Aim -
Transcribe the records exactly from the line with "the pink shoulder patch" to the end, both included.

_____

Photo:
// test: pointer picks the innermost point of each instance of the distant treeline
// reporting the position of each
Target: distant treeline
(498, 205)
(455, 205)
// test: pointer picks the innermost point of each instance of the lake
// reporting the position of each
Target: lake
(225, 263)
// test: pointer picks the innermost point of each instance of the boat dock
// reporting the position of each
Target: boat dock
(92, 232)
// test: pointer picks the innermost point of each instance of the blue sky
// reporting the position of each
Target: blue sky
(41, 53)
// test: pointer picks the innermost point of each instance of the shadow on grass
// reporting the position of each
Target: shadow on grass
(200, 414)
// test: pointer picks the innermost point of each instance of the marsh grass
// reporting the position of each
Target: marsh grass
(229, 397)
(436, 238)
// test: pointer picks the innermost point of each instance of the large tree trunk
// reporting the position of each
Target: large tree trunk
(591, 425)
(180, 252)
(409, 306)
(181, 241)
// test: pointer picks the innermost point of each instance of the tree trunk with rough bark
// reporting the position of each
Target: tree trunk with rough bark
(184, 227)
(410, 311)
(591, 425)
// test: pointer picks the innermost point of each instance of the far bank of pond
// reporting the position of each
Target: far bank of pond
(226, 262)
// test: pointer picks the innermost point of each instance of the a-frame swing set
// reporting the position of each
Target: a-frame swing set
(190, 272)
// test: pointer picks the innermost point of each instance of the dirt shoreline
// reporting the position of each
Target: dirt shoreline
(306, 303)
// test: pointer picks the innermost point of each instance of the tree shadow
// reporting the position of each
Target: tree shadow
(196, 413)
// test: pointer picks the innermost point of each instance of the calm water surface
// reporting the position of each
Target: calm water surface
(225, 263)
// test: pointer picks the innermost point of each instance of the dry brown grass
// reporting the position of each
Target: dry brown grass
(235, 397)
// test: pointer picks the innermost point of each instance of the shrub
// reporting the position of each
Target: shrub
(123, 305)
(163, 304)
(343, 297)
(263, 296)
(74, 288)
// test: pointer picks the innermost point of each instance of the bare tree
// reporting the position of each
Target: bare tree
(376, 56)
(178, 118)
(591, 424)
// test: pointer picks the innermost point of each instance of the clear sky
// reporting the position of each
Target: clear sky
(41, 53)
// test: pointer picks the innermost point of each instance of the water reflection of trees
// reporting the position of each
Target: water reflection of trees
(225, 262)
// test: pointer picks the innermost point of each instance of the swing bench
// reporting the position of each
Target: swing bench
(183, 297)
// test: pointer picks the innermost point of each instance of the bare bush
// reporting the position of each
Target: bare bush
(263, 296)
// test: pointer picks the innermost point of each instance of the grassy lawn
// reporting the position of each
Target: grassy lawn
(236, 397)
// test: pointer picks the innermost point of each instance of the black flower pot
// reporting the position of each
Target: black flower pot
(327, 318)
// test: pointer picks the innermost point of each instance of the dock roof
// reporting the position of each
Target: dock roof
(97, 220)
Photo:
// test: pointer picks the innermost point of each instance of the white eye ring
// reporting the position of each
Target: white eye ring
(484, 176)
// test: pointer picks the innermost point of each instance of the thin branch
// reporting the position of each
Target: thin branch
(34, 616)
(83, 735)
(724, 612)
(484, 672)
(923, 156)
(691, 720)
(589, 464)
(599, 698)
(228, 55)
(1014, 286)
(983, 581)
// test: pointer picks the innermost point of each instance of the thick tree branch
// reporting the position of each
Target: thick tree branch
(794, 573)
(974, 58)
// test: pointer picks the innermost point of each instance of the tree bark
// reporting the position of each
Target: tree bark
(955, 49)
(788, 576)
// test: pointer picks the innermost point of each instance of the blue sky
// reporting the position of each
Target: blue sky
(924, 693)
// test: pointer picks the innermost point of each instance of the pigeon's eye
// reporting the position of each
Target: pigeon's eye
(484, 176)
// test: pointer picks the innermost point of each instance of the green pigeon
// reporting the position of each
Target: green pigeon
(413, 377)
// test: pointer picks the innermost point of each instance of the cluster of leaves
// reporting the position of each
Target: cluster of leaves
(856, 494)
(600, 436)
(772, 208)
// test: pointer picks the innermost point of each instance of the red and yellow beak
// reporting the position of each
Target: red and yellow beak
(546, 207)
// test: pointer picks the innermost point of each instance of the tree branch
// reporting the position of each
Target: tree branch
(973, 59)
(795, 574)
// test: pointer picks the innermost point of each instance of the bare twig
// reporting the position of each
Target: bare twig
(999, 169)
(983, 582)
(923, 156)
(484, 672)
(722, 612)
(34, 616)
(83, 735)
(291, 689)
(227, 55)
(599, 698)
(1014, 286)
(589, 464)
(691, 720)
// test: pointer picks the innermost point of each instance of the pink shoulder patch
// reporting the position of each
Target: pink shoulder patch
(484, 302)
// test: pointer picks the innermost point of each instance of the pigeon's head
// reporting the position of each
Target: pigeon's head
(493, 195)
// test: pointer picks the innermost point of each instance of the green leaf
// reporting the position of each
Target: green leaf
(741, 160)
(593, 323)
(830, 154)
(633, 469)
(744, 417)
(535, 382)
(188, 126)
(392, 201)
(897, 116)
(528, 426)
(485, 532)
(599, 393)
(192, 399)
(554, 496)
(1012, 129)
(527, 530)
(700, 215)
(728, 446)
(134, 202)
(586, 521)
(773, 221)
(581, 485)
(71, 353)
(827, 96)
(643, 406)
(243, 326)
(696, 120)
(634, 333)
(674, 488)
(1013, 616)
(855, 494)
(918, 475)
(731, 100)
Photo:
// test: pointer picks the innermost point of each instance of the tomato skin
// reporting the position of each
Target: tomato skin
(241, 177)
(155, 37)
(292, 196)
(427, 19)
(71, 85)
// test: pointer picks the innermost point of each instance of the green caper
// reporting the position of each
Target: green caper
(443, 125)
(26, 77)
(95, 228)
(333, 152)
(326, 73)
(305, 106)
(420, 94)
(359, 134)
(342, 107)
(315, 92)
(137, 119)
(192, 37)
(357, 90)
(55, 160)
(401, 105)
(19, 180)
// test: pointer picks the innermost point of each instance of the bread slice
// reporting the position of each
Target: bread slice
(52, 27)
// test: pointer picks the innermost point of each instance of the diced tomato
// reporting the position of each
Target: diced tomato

_____

Result of this exercise -
// test: pointer picks the innermost point of each instance of the pink shoulder patch
// reporting the position of each
Target: pink shoulder patch
(484, 302)
// test: pointer picks the innermost point of each instance of the pigeon's head
// reporting the position of each
Target: pigeon's head
(493, 195)
// test: pointer picks the innermost point of each instance of the green leaf
// reporting the position of each
Target: green leaf
(741, 160)
(593, 323)
(830, 154)
(633, 469)
(744, 417)
(535, 382)
(188, 126)
(392, 201)
(897, 116)
(528, 426)
(485, 532)
(599, 393)
(192, 399)
(554, 496)
(1012, 129)
(527, 530)
(700, 215)
(728, 446)
(134, 202)
(586, 521)
(773, 221)
(581, 485)
(71, 353)
(827, 96)
(643, 406)
(243, 326)
(696, 120)
(634, 333)
(674, 488)
(1013, 616)
(855, 494)
(918, 475)
(731, 100)
Photo:
// test: pointer picks the innermost point of each instance of the tomato skin
// reporting the position of each
Target: tomato skin
(241, 177)
(155, 37)
(292, 196)
(427, 19)
(71, 85)
// test: pointer picks the innermost point of each instance of the green caper
// reporting the position of each
Target: green caper
(443, 125)
(26, 77)
(95, 228)
(333, 152)
(326, 73)
(305, 106)
(420, 94)
(359, 134)
(342, 107)
(315, 92)
(137, 119)
(192, 37)
(357, 90)
(55, 160)
(401, 105)
(19, 180)
// test: pointer picks the innermost point of each instance of the bread slice
// reporting the position of each
Target: bread slice
(52, 27)
// test: pointer picks the innermost point of each instance of the diced tomato
// reporting the position of each
Target: diced tomato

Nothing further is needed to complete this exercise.